#### Written exercise
Rewrite each line of the data below as a JSON list of strings, one string per line, leaving out blank lines.

┄┄┄┄┄┄┄┄┄┄

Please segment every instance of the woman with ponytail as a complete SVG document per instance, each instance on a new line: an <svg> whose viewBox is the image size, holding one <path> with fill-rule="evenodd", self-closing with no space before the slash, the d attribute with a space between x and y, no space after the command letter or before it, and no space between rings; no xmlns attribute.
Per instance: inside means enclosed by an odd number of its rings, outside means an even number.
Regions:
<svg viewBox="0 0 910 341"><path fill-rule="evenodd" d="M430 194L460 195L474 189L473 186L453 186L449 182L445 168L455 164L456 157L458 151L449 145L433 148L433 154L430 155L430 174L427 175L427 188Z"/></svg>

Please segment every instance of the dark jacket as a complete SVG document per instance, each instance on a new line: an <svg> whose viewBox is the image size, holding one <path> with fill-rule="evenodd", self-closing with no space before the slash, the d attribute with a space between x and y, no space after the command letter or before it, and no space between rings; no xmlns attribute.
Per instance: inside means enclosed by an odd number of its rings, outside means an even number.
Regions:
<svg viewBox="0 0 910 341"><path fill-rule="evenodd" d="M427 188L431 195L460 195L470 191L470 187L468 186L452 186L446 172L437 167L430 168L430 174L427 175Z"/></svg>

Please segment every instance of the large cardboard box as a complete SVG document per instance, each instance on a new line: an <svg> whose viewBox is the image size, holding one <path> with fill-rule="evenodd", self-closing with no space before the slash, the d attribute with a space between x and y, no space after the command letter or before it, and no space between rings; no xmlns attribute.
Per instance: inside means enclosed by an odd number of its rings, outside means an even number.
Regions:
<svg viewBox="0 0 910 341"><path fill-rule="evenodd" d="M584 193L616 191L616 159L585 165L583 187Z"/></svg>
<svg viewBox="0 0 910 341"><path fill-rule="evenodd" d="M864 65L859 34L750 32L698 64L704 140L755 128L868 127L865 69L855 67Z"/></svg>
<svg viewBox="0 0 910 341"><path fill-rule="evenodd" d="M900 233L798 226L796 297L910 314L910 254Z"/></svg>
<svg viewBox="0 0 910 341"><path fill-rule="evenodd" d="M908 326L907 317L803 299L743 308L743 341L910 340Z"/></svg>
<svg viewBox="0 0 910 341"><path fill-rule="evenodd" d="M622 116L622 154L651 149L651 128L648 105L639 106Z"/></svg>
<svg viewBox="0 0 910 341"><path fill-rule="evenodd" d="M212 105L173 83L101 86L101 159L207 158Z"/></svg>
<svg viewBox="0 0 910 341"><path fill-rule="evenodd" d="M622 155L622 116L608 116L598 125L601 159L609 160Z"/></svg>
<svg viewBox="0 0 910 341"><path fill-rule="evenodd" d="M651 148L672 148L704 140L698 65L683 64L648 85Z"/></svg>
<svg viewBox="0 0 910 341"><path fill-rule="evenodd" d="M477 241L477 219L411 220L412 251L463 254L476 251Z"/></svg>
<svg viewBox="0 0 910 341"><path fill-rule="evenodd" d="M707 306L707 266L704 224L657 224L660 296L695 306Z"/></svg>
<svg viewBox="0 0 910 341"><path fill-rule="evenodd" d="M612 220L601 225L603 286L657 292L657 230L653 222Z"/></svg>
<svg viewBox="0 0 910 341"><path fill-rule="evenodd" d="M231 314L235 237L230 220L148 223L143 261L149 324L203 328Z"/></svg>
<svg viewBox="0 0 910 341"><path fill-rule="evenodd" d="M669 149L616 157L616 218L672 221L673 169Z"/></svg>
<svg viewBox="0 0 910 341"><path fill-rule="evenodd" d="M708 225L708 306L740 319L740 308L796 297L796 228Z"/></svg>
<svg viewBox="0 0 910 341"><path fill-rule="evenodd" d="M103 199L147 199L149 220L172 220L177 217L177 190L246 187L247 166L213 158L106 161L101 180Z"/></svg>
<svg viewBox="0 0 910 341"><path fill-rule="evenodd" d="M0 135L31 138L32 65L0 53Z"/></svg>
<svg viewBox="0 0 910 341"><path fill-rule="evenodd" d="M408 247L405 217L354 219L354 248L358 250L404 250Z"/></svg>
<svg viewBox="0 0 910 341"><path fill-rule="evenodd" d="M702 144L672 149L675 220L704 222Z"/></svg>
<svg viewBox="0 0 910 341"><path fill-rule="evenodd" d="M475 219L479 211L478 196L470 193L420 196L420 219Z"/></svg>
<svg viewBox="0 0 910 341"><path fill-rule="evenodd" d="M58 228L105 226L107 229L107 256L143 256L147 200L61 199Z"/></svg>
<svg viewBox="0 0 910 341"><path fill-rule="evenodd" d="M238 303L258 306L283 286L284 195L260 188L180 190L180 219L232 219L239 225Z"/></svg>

┄┄┄┄┄┄┄┄┄┄

#### Answer to the problem
[
  "Please segment every instance of the woman with ponytail as a complete SVG document per instance, each instance on a new line: an <svg> whose viewBox is the image size, holding one <path> with fill-rule=\"evenodd\", self-closing with no space before the slash, the d attribute with a space between x and y, no space after the command letter or before it, and no space between rings; no xmlns attribute.",
  "Per instance: inside means enclosed by an odd number of its rings, outside means an even number.",
  "Regions:",
  "<svg viewBox=\"0 0 910 341\"><path fill-rule=\"evenodd\" d=\"M430 194L460 195L474 189L473 186L453 186L449 182L445 168L455 164L456 157L458 151L449 145L433 148L433 154L430 155L430 174L427 175L427 188Z\"/></svg>",
  "Please segment every instance of the dark jacket as a complete SVG document per instance, each instance on a new line: an <svg> whose viewBox is the image size, holding one <path> with fill-rule=\"evenodd\", self-closing with no space before the slash, the d attribute with a space between x and y, no space after the command letter or before it, and no space between rings; no xmlns attribute.",
  "Per instance: inside means enclosed by an odd number of its rings, outside means an even number.",
  "Regions:",
  "<svg viewBox=\"0 0 910 341\"><path fill-rule=\"evenodd\" d=\"M427 188L431 195L460 195L470 191L470 187L468 186L452 186L446 172L437 167L430 168L430 174L427 175Z\"/></svg>",
  "Please segment every instance of the large cardboard box as a complete SVG document per instance, each instance on a new line: an <svg> whose viewBox is the image size, holding one <path> with fill-rule=\"evenodd\", self-closing with no space before the slash, the d attribute with a space between x and y, no space after the command letter or before it, and no space between rings; no xmlns attribute.",
  "Per instance: inside means enclosed by an odd number of its rings, outside means an even number.",
  "Regions:",
  "<svg viewBox=\"0 0 910 341\"><path fill-rule=\"evenodd\" d=\"M584 193L616 191L616 159L585 165L583 187Z\"/></svg>",
  "<svg viewBox=\"0 0 910 341\"><path fill-rule=\"evenodd\" d=\"M864 65L859 34L750 32L698 64L704 140L755 128L868 127L865 69L855 67Z\"/></svg>",
  "<svg viewBox=\"0 0 910 341\"><path fill-rule=\"evenodd\" d=\"M900 233L798 226L796 297L910 314L910 254Z\"/></svg>",
  "<svg viewBox=\"0 0 910 341\"><path fill-rule=\"evenodd\" d=\"M908 326L907 317L803 299L743 308L743 341L910 340Z\"/></svg>",
  "<svg viewBox=\"0 0 910 341\"><path fill-rule=\"evenodd\" d=\"M622 116L622 154L651 149L651 128L648 105L639 106Z\"/></svg>",
  "<svg viewBox=\"0 0 910 341\"><path fill-rule=\"evenodd\" d=\"M212 105L173 83L101 86L101 159L207 158Z\"/></svg>",
  "<svg viewBox=\"0 0 910 341\"><path fill-rule=\"evenodd\" d=\"M622 155L622 116L608 116L598 125L601 159L609 160Z\"/></svg>",
  "<svg viewBox=\"0 0 910 341\"><path fill-rule=\"evenodd\" d=\"M651 148L672 148L704 140L698 65L683 64L648 85Z\"/></svg>",
  "<svg viewBox=\"0 0 910 341\"><path fill-rule=\"evenodd\" d=\"M477 241L477 219L411 220L412 251L463 254L476 251Z\"/></svg>",
  "<svg viewBox=\"0 0 910 341\"><path fill-rule=\"evenodd\" d=\"M707 306L707 266L704 224L657 224L660 296L695 306Z\"/></svg>",
  "<svg viewBox=\"0 0 910 341\"><path fill-rule=\"evenodd\" d=\"M612 220L601 225L603 286L657 292L657 230L653 222Z\"/></svg>",
  "<svg viewBox=\"0 0 910 341\"><path fill-rule=\"evenodd\" d=\"M231 314L235 237L230 220L148 223L143 261L149 324L203 328Z\"/></svg>",
  "<svg viewBox=\"0 0 910 341\"><path fill-rule=\"evenodd\" d=\"M669 149L616 157L616 218L672 221L673 169Z\"/></svg>",
  "<svg viewBox=\"0 0 910 341\"><path fill-rule=\"evenodd\" d=\"M708 225L708 306L740 319L740 308L796 297L796 228Z\"/></svg>",
  "<svg viewBox=\"0 0 910 341\"><path fill-rule=\"evenodd\" d=\"M103 199L147 199L149 220L172 220L177 217L177 190L246 187L247 166L213 158L106 161L101 180Z\"/></svg>",
  "<svg viewBox=\"0 0 910 341\"><path fill-rule=\"evenodd\" d=\"M0 135L31 138L32 65L0 53Z\"/></svg>",
  "<svg viewBox=\"0 0 910 341\"><path fill-rule=\"evenodd\" d=\"M408 247L405 217L354 219L354 248L358 250L404 250Z\"/></svg>",
  "<svg viewBox=\"0 0 910 341\"><path fill-rule=\"evenodd\" d=\"M702 144L672 149L675 220L704 222Z\"/></svg>",
  "<svg viewBox=\"0 0 910 341\"><path fill-rule=\"evenodd\" d=\"M475 219L479 211L478 196L470 193L420 196L420 219Z\"/></svg>",
  "<svg viewBox=\"0 0 910 341\"><path fill-rule=\"evenodd\" d=\"M58 228L105 226L107 229L107 256L143 256L147 200L61 199Z\"/></svg>",
  "<svg viewBox=\"0 0 910 341\"><path fill-rule=\"evenodd\" d=\"M238 303L258 306L283 286L284 195L260 188L180 190L180 219L232 219L239 225Z\"/></svg>"
]